Aangeleverde tekst ->
Vandaag is de Tweede Kamer geïnformeerd over de uitkomsten van de Landelijke Kwaliteitsmonitor Kinderopvang (LKK) 2018. De LKK meet jaarlijks de kwaliteit van de Nederlandse kinderopvang.
Landelijke Kwaliteitsmonitor Kinderopvang (LKK); kwaliteit van de opvang in Nederland is op orde
De kwaliteit van de kinderopvang in Nederland is over het algemeen voldoende tot goed. Dit blijkt uit de tweede meting van de Landelijke Kwaliteitsmonitor Kinderopvang (LKK 2018). De LKK 2018 laat zien wat de kwaliteit is van de kinderdagopvang, de peuteropvang, de buitenschoolse opvang en de gastouderopvang in Nederland. Het rapport presenteert de gecombineerde resultaten van de eerste en tweede kwaliteitsmeting (respectievelijk 2017 en 2018) én – voor het eerst – verklaringen voor verschillen in kwaliteit.

Gegevens voor puntlokalisatie
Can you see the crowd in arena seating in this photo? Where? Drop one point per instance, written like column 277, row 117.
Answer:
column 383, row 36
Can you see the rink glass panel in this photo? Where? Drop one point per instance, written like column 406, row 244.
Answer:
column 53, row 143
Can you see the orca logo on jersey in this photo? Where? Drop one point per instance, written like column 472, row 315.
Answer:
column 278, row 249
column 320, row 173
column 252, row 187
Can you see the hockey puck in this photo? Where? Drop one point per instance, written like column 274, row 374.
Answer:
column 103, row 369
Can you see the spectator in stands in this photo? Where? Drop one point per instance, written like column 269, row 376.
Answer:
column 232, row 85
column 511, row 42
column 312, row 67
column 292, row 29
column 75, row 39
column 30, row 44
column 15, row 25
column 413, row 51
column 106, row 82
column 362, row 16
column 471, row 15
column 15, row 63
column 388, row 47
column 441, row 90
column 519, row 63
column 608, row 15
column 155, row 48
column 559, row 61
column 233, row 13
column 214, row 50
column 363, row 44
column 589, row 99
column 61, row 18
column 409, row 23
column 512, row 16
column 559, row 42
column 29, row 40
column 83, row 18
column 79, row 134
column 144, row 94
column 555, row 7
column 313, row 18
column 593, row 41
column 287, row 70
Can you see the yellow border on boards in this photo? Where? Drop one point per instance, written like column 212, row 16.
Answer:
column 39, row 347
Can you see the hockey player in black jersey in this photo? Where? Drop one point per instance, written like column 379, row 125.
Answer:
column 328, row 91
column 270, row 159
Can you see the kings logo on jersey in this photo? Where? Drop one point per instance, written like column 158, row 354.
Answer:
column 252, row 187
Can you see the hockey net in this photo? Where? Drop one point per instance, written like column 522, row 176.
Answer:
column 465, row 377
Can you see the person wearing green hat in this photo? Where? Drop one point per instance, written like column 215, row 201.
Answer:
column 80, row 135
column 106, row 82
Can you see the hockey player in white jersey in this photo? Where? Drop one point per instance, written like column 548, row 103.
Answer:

Omschrijving opdracht -> Kun je de tekst over de kwaliteit van de Nederlandse kinderopvang voortzetten vanaf de zin die eindigt op "voor het eerst – verklaringen voor verschillen in kwaliteit"?

Antwoord opdracht ->
Kwaliteit van de Nederlandse kinderopvang
Het beeld dat uit de observaties en interviews naar voren komt, komt in grote lijnen overeen met de resultaten van de voorgaande kwaliteitsmetingen. Dit wijst op een stabiel kwaliteitspatroon. We noemen een aantal resultaten. De gemiddelde emotionele proceskwaliteit is in alle kinderopvangtypen voldoende tot goed. De gemiddelde educatieve kwaliteit is in alle opvangtypen duidelijk lager. Voor de gastouders geldt dat de onderlinge verschillen in emotionele en educatieve kwaliteit groter zijn. Horizontale groepen (leeftijdsgenootjes) in de kinderopvang zijn op alle gebieden gunstiger dan verticale groepen (meerdere leeftijden bij elkaar), maar vooral voor baby’s. De kwaliteit van de kinderopvang is ook onderzocht vanuit het gezichtspunt van de kinderen. Kinderen ervaren overwegend positieve interacties met medewerkers en andere kinderen, negatief gedrag komt vrijwel niet voor. Het gemiddelde welbevinden van de kinderen is hoog in alle opvangtypen. De gemiddelde betrokkenheid daarentegen is matig.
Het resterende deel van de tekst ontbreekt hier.